[Requirement]
In the records below, locate the line containing "Tag the white", then extract it and all following lines exactly, ending with the last line.

[Entries shown]
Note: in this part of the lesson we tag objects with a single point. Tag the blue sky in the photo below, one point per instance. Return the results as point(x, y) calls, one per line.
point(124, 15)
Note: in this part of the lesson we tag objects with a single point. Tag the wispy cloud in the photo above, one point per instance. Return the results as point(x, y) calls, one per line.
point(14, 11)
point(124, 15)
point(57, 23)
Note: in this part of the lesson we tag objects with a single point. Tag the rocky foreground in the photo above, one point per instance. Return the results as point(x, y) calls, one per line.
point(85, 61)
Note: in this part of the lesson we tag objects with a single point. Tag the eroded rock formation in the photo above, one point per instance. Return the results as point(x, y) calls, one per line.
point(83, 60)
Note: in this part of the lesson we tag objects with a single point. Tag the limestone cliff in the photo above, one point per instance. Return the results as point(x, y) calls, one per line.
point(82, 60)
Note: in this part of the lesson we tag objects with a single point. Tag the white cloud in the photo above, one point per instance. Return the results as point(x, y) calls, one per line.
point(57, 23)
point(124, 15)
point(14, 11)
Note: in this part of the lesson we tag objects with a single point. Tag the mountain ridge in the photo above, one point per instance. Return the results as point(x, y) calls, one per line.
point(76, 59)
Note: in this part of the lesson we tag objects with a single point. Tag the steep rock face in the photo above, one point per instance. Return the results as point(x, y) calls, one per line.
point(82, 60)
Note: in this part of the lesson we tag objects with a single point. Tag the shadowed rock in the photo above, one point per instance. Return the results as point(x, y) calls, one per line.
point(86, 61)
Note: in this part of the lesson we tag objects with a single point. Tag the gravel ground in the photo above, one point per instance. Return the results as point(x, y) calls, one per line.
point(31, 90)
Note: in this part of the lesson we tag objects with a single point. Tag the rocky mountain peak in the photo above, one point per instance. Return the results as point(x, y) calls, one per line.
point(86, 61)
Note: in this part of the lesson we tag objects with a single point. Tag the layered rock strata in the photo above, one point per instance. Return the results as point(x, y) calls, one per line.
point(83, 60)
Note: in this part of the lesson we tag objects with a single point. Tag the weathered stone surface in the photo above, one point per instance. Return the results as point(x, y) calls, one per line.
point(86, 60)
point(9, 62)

[Output]
Note: in this part of the lesson we tag objects with a single point. Tag the white cloud in the photo above, one point per instance. Return the results as point(x, y) calls, one per line.
point(57, 23)
point(124, 15)
point(14, 11)
Note: in this part of the lesson we tag objects with a single point. Tag the mountain ridge in the photo above, one point per instance. Return the results as point(x, y) calls, one per line.
point(76, 59)
Note: in this part of the lesson we tag objects with a single point. Tag the steep rock face in the photo above, one point per instance. Return the results as point(x, y) calls, one per line.
point(82, 60)
Note: in this part of the lesson we tag objects with a single point. Tag the shadowed rock in the photo above, one point per instance. Return the results as point(x, y) calls, one per line.
point(86, 61)
Note: in this part of the lesson we tag objects with a single point. Tag the gravel ground in the photo above, one point per instance. Return the results as point(x, y) calls, one per line.
point(31, 90)
Note: in this part of the lesson we tag objects with a single point. Tag the rocky mountain peak in the photo above, one point per instance. Return the results as point(x, y) calls, one per line.
point(86, 61)
Note: in this part of the lesson we tag objects with a single point. Tag the layered rock strata in the photo above, one point per instance. Return the results as point(x, y) calls, one per line.
point(83, 60)
Note: in this part of the lesson we tag objects with a single point. Tag the weathered stone surface in the photo above, one point per instance. Return the results as point(x, y) calls, one per line.
point(86, 60)
point(9, 62)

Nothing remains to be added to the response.